▶ Challenge: Copy each of the records below verbatim, leaving out the pictures.

▶ Dataset extract:
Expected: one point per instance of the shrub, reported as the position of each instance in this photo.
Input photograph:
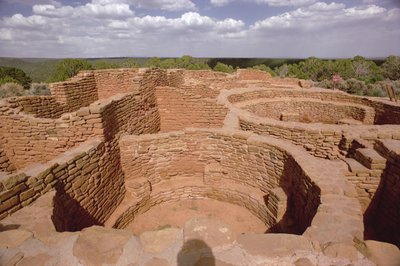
(67, 68)
(221, 67)
(265, 68)
(8, 79)
(375, 90)
(17, 75)
(327, 84)
(355, 86)
(11, 90)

▶ Output:
Expected: one point per instance of the shrub, reported as the position of each instance in this photo.
Input photograph:
(67, 68)
(221, 67)
(265, 68)
(8, 79)
(375, 90)
(17, 75)
(327, 84)
(355, 86)
(11, 90)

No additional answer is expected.